Gestellte Aufgabe 1 = Zeige jede Zeile der Datensätze, in der das Wort „jersey“ vorkommt. Groß- und Kleinschreibung zählt.

* * * * *

Maßnahmen attraktiv, aber…

Doch nicht alle sind der Meinung, dass die Konjunkturmaßnahmen gut sind. Laut OECD, der Organisation der Industrieländer, würden die von der chinesischen Regierung in die Wege geleiteten Maßnahmen das Wachstum zwar ankurbeln, allerdings nur auf kurze Sicht. In der langfristigen Reduzierung der Schuldenlast und der Korrektur von strukturellen Verzerrungen würden sie jedoch keinen positiven Beitrag leisten.

In einer öffentlichen Pressemitteilung zu ihrem aktuellen Jahresbericht über China schreibt die Organisation, dass das Land "sich auf langfristige Strategien konzentrieren [und] die Wirtschaft in Richtung höheren heimischen Konsums und Dienstleistungen" bewegen soll. Zudem soll die "Effizienz der Wirtschaft" verbessert und sichergestellt sowie "zukünftiges Wachstum nachhaltiger, grüner und sozial gerechter" gestaltet werden.

Wie es mit der chinesischen und globalen Wirtschaft weitergeht, hängt vor allem von den Gesprächen mit den USA über den derzeit andauernden Handelskonflikt ab. Sollten sich die beiden Weltmächte nicht auf eine Lösung einigen, könnte es zu neuen Strafmaßnahmen kommen, die die Weltwirtschaft noch weiter beeinträchtigen wird.

* * * * *

Gestellte Aufgabe 2 = Gib die Textstelle über Chinas Konjunkturmaßnahmen von „Maßnahmen attraktiv, aber…“ bis einschließlich „positiven Beitrag leisten.“ noch einmal wieder und tausche dabei „Schuldenlast“ gegen „Verschuldung“ aus.

Datensätze zur Aufgabe =
* * * * *

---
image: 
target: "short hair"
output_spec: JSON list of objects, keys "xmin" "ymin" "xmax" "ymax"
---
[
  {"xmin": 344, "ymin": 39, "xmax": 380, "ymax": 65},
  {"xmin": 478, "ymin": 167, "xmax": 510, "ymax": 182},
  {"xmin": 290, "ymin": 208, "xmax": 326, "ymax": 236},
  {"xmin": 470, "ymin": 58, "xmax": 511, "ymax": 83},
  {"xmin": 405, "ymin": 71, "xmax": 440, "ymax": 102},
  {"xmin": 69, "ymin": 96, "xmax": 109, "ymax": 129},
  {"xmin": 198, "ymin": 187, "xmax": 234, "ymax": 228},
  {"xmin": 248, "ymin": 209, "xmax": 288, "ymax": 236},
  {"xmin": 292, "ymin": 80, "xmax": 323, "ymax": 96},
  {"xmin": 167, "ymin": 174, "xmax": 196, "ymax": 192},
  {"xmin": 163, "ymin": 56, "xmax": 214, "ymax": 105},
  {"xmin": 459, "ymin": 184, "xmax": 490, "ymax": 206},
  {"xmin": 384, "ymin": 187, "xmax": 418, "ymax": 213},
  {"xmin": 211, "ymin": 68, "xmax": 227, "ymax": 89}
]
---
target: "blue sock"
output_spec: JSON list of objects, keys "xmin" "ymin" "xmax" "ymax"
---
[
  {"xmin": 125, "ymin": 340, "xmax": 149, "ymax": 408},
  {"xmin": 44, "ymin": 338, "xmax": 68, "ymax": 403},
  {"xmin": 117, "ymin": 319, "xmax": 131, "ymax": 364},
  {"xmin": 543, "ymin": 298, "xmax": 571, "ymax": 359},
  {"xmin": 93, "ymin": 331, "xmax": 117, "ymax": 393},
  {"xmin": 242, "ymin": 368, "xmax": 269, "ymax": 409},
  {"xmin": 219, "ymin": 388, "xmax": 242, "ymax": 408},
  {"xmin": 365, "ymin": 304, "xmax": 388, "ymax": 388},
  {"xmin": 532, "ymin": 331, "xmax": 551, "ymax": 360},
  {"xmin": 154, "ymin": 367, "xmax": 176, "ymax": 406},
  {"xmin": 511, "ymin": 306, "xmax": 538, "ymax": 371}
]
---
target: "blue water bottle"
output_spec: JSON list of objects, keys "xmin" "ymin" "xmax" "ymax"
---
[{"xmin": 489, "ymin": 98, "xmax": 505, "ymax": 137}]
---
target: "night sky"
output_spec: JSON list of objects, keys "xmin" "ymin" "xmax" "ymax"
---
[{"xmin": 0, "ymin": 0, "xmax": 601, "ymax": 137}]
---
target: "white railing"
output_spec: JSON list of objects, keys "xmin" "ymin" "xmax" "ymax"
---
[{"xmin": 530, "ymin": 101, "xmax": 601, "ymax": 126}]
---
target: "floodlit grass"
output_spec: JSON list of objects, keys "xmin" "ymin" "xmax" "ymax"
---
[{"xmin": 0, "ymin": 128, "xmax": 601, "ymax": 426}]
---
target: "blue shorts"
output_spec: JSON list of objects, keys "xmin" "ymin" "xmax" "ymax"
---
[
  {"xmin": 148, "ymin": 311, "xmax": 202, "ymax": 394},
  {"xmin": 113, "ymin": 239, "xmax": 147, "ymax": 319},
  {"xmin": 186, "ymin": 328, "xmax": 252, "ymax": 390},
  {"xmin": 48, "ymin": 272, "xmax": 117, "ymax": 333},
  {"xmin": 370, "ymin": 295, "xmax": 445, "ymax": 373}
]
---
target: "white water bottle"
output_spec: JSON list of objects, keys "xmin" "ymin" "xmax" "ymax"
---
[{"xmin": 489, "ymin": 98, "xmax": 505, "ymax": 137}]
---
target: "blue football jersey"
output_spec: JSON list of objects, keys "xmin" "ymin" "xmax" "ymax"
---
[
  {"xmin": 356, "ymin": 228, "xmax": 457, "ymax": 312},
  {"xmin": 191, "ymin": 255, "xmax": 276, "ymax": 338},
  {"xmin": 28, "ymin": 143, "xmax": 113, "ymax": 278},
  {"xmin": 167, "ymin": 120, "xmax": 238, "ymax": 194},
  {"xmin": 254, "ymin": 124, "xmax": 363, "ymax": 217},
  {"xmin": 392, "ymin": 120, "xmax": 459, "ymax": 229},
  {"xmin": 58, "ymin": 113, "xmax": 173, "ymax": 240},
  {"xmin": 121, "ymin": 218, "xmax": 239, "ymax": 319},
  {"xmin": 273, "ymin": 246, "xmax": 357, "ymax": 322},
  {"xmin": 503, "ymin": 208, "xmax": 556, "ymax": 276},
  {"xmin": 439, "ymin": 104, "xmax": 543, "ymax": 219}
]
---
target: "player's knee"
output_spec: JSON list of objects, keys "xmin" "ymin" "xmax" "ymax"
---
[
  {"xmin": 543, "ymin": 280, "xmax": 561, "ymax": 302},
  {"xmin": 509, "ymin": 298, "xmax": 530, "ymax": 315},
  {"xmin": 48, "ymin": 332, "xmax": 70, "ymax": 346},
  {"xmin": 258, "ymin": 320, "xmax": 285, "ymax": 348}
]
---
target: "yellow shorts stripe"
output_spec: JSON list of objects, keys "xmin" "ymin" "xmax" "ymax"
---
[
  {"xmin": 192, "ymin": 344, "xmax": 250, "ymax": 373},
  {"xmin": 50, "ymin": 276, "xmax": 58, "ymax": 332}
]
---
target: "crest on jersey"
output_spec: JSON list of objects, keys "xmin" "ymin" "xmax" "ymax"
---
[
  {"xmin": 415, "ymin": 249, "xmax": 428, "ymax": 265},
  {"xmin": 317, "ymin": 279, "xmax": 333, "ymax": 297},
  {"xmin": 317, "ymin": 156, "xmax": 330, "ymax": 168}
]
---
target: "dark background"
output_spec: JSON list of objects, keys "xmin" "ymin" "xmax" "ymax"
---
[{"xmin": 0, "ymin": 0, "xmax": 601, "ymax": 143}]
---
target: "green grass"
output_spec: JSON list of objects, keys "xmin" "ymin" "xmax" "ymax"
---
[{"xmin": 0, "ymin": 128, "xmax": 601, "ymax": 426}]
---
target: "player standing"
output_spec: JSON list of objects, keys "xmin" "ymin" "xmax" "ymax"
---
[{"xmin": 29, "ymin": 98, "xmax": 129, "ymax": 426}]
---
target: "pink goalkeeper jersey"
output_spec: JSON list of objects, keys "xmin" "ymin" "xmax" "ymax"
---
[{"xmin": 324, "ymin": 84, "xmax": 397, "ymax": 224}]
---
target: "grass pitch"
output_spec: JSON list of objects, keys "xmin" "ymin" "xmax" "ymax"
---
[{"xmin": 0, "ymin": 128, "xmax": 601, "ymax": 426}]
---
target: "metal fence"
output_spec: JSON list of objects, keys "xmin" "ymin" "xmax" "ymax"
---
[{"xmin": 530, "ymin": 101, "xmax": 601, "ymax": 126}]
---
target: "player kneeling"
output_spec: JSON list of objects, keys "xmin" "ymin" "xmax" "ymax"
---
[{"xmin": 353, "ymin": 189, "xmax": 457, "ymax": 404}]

* * * * *

Vollständige Ausgabe 1 =
target: "blue football jersey"
target: "crest on jersey"
target: "pink goalkeeper jersey"

Vollständige Ausgabe 2 =
Maßnahmen attraktiv, aber…

Doch nicht alle sind der Meinung, dass die Konjunkturmaßnahmen gut sind. Laut OECD, der Organisation der Industrieländer, würden die von der chinesischen Regierung in die Wege geleiteten Maßnahmen das Wachstum zwar ankurbeln, allerdings nur auf kurze Sicht. In der langfristigen Reduzierung der Verschuldung und der Korrektur von strukturellen Verzerrungen würden sie jedoch keinen positiven Beitrag leisten.